• [Do this] Print out the material that follows word for word.

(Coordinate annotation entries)
_ _ _ _

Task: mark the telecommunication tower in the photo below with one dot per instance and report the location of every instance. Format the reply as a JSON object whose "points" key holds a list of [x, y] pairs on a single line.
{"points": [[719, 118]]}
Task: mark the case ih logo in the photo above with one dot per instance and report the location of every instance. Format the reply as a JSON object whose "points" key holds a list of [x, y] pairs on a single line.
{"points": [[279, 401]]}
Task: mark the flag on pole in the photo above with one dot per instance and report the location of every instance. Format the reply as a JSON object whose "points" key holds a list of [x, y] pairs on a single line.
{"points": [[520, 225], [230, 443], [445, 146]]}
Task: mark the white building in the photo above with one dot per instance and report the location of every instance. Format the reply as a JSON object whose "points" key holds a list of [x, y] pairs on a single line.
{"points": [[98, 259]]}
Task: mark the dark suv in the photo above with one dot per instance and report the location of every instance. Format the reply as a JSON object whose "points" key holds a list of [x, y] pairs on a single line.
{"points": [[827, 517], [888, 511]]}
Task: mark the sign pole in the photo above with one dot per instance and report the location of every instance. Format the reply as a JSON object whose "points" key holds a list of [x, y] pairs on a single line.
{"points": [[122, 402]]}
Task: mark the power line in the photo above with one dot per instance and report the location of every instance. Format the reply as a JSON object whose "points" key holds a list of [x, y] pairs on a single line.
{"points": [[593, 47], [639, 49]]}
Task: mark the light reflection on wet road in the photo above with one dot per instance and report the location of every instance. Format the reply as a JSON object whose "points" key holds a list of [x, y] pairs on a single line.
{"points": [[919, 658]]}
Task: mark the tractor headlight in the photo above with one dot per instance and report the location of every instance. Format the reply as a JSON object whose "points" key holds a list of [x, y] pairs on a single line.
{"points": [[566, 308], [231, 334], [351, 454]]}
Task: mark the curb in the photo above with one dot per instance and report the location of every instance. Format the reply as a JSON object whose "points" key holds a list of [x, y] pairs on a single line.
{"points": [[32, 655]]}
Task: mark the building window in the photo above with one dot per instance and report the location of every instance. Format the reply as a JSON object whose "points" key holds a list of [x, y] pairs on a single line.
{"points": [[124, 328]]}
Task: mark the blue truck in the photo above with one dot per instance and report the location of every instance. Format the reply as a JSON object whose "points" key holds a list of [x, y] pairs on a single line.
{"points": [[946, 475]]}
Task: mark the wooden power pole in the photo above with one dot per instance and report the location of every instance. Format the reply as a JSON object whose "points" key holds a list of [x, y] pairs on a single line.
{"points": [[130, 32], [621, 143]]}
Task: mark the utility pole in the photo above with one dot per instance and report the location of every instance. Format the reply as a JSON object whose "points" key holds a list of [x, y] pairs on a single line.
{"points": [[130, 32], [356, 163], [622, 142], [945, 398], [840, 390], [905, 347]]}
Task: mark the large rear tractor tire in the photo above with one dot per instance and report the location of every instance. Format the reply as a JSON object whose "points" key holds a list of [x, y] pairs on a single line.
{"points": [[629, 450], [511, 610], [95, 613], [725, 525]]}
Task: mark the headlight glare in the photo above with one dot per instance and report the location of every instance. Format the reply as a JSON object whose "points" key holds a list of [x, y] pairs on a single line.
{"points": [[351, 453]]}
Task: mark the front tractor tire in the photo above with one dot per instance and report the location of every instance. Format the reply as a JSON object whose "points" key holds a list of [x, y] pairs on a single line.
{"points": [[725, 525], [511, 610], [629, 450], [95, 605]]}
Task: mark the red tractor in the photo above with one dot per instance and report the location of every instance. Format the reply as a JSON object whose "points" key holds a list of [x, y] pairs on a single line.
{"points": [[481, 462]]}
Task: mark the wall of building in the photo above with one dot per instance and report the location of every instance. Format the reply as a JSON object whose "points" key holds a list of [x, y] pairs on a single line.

_ _ _ _

• [Exercise answer]
Task: mark the telecommunication tower in the photo below with one dot per instance and report the location of every instance. Format the reply as a JSON object whose "points" key holds a list of [x, y] pairs on a single line.
{"points": [[719, 118]]}
Task: mark the case ih logo in the photo above with one dot per instance and report the location of every instance. Format the reply as a JSON object whose "points" key holds a list of [x, y] pairs on a single line.
{"points": [[279, 401]]}
Task: mark the flag on pole in the photo above with one dot per instance and report the location of every instance. Format the reply as a JSON object whose "points" key holds a list of [x, y] pairs on a single line.
{"points": [[520, 225], [230, 443], [445, 146]]}
Task: mark the white building in the photo above with one dot per instance and report the location of every instance. Format the reply as a JSON object whose "points" key holds a list of [x, y] pairs on a single line.
{"points": [[98, 259]]}
Task: mark the dark suv in the photo above with one dot per instance and report the location of every instance. Format the reply as a JSON object whose "points" key holds a list of [x, y] pairs on a single line.
{"points": [[827, 517], [888, 511]]}
Task: mark the sign pole in the photo above with one dot per instance and report the location of every instance. Format the reply as a JSON object whose "points" key holds a list of [x, y] pairs on a single line.
{"points": [[122, 402]]}
Task: mark the power line in the photo above with one dot per instance and report the location of every instance. Format the reply as a JSON object whose "points" key holds a list of [x, y] pairs on a single line.
{"points": [[593, 47], [639, 49]]}
Task: mark the light reflection on wet road in the photo above with one dot per instance and report the location of every instance. Format the reply as a JSON object whose "points" key holds a list of [x, y] pairs on a single line.
{"points": [[919, 658]]}
Task: mark the tractor headlight in the photo above with one dot per instance and report the location of every instance. Format the reply as a JSON object whose "points" key holds a list of [x, y] pairs on a single line.
{"points": [[566, 308], [231, 334], [351, 454]]}
Task: mark the curb in the photo above with one dot per instance and report the location of every instance. Format the reply as a JSON object whose "points" key holds a list of [x, y] pairs on a single line.
{"points": [[32, 655]]}
Task: mark the building window in the photo above with one dot per instance and report the location of every instance. Format the reply as a JSON object whose "points" key holds a list of [x, y] pairs on a single line.
{"points": [[124, 328]]}
Task: mark the blue truck in the photo above with one dot per instance and report the location of every instance. Format the reply as a JSON object whose "points" key holds a list of [x, y] pairs on a single line.
{"points": [[946, 475]]}
Task: mark the wooden power pole in the photo above with one dot per instance and report the location of every instance. Format the reply as a JSON object whose "points" key holds a list of [x, y] pairs on a single line.
{"points": [[130, 32], [621, 143]]}
Task: mark the utility pole in the photo above with one dot per instance and report the location of every instance. Format the reply as a JSON object whose "points" key holds a list of [x, y] pairs on a single line.
{"points": [[130, 32], [356, 163], [622, 142], [945, 398], [840, 390], [905, 347]]}
Task: mark the large rear tractor tire in the photo above with one dot per instance and report the location of every instance. Format the reply as a JSON object whose "points" key holds a list of [x, y] pairs on a single line.
{"points": [[629, 450], [511, 610], [95, 613], [725, 525]]}
Task: mark the headlight glare in the photo above with one dot per instance and report the location of every instance. Format the reply as a JSON object whose "points" key holds a list of [x, y] pairs on a single line.
{"points": [[351, 453]]}
Task: mark the front tractor tire in the photo above with one dot per instance and report the location of every instance. Format the reply as a JSON object whose "points" key holds a list of [x, y] pairs on a single line.
{"points": [[725, 525], [511, 610], [629, 450], [95, 605]]}
Task: mark the red tractor in the photo above with one dot per instance and report the location of every instance. Format the reply as a JSON object whose "points" key holds a list of [x, y] pairs on a single line.
{"points": [[481, 462]]}
Task: mark the wall of building in the photo above with one dot per instance and report the location of every instance. Format the reply as a JSON object whose "points" key holds a list of [x, y] pairs on a single line.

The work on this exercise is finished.